Autumn is also the season when long slow cooking makes a welcome return. After a summer of barbecues and picnics, as we reach for scarves and coats we also look forward to casseroles and stews. The recipe here reflects a lot of what is readily available in season at the start of autumn and with very little effort yields a lot of flavour, the ale if you go for something blonde or even spirit cask aged adds a sweet and spicy dimenson. I would serve this in a bowl with fresh crusty bread but you could also let the relatively thin jus soak into a pile of buttery crushed late crop potatoes. And a bottle of ale naturally.

Lamb shanks braised in ale

Serves 2

Ingredients
2 lamb shanks
Butter and oil for browning
2 carrots roughly sliced
1 onion roughly chopped
1 leek sliced
1 kale roughly chopped
2 cloves garlic
3 sprigs rosemary
1 330ml bottle blonde ale
Salt and pepper

Method

  1. Set the oven to 120C, rub the shanks in a little olive oil and season with salt and pepper.

• • • •

• EXERCISE INSTRUCTIONS:
**A.** Answer these questions about the lamb shank recipe:
(i) How many people does it serve?
(ii) What size is the bottle of blonde ale?
(iii) What temperature should the oven be set to?
**B.** Write out the lamb shank recipe from "Autumn is also" up to and including "of ale naturally.".
**C.** Extend the lamb shank recipe, picking up right after its last sentence.
The recorded data after this point is separate material, unrelated to the recipe.

(Recorded data)

• • • •

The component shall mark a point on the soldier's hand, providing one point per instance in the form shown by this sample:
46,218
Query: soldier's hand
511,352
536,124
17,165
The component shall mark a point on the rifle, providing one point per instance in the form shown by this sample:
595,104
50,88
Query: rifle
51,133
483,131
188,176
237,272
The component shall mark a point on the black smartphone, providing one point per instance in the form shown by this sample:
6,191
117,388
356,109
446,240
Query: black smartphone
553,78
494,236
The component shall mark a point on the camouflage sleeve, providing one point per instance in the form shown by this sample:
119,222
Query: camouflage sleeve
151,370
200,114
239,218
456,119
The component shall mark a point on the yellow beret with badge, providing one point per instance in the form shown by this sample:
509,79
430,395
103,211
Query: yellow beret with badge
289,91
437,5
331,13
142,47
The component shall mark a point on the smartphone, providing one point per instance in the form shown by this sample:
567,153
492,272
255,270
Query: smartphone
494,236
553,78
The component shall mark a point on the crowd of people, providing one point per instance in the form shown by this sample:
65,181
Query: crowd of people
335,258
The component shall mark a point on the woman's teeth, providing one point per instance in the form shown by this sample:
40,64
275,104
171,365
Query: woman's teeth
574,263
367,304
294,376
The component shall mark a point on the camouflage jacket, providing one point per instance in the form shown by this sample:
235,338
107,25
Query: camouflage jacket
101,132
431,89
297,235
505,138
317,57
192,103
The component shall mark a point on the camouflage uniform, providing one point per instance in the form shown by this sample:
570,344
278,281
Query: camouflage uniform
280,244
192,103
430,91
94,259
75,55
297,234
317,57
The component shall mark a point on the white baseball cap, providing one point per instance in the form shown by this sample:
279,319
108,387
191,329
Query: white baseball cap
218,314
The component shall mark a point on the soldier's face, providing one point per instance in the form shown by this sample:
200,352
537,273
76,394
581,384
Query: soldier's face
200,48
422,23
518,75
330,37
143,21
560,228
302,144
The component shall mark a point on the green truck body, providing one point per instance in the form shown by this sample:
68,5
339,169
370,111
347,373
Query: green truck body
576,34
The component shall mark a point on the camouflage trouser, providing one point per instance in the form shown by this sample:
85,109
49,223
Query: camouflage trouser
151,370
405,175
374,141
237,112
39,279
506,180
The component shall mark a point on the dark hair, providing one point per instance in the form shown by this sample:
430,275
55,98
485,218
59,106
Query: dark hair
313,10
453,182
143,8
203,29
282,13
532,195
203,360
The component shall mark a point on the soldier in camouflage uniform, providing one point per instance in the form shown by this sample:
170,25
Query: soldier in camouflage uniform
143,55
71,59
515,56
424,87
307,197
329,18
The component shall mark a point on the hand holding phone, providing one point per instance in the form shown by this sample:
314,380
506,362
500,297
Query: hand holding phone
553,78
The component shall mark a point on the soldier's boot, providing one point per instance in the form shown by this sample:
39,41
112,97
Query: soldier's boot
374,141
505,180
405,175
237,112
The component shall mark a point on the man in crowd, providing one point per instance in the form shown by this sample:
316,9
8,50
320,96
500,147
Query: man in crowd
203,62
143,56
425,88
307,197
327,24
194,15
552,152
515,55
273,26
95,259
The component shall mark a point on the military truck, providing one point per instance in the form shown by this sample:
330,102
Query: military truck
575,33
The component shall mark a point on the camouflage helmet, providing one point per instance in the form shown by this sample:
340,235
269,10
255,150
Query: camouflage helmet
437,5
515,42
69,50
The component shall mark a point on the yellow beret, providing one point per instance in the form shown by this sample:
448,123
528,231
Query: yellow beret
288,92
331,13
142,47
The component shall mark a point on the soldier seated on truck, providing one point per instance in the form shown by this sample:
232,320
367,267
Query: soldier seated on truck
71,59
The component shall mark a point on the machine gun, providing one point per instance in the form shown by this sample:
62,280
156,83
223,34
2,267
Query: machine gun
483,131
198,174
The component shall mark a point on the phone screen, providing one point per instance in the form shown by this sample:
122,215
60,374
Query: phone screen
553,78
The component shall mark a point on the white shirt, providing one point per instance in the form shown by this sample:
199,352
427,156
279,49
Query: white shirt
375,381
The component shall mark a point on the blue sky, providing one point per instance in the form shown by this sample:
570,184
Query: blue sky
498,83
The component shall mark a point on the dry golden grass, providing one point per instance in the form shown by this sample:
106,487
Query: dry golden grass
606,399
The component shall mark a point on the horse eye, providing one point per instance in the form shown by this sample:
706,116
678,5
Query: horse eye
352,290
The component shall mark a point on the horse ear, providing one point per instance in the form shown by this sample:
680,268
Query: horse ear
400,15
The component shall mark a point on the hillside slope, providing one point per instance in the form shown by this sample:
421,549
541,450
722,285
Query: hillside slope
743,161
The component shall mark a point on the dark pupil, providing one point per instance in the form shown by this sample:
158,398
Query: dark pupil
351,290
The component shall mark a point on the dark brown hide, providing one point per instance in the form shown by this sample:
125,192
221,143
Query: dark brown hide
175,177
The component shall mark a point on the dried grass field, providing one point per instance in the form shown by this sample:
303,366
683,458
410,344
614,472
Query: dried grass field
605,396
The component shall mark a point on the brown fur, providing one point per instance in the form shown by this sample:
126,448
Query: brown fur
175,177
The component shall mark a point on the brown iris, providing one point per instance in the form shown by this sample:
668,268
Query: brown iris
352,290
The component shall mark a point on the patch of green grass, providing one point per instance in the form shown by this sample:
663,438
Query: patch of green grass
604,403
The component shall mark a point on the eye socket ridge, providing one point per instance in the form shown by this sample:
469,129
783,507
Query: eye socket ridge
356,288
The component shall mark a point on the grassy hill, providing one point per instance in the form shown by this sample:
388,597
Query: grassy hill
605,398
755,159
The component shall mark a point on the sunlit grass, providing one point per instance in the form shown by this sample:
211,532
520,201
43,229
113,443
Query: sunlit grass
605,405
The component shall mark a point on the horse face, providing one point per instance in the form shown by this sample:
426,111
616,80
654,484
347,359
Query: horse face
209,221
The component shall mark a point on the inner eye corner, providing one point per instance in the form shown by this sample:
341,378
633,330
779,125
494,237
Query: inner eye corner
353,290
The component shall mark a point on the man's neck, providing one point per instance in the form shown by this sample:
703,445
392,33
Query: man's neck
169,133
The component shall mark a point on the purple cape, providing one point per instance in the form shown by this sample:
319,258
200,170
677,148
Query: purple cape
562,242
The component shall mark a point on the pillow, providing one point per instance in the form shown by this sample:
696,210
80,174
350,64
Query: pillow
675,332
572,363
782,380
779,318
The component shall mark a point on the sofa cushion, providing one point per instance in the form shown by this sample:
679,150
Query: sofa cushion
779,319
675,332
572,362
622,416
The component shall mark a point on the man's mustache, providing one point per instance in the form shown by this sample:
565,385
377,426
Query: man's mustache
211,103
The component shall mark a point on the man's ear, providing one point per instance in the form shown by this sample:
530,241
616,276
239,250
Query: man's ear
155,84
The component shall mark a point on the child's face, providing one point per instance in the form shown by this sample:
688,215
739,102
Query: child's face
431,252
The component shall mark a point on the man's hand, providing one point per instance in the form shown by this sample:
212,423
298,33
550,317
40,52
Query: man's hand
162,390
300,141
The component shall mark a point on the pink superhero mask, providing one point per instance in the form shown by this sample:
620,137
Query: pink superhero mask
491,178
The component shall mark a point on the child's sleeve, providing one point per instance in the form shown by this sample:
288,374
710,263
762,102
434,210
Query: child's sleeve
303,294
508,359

• • • •

• RESPONSES TO THE TASKS:
**A.**
(i) 2
(ii) 330ml
(iii) 120C

**B.**
Autumn is also the season when long slow cooking makes a welcome return. After a summer of barbecues and picnics, as we reach for scarves and coats we also look forward to casseroles and stews. The recipe here reflects a lot of what is readily available in season at the start of autumn and with very little effort yields a lot of flavour, the ale if you go for something blonde or even spirit cask aged adds a sweet and spicy dimenson. I would serve this in a bowl with fresh crusty bread but you could also let the relatively thin jus soak into a pile of buttery crushed late crop potatoes. And a bottle of ale naturally.

**C.**
  2. In a heavy based casserole dish melt the butter with a little more oil over a medium heat and then brown the shanks well all over.
  3. Strew the carrot, onions, leeks and garlic vegetables around the lamb then add the kale and rosemary on top.
  4. Pour over the ale making sure you push the kale down into it to prevent it withering. Let the liquid come to a bubble then cover and place in the oven.
  5. Braise for around 4 hours until the lamb is melting off the bone, you can check after 3 to make sure it’s not drying out, if it is add a little water.
  6. Check for seasoning and serve as detailed above.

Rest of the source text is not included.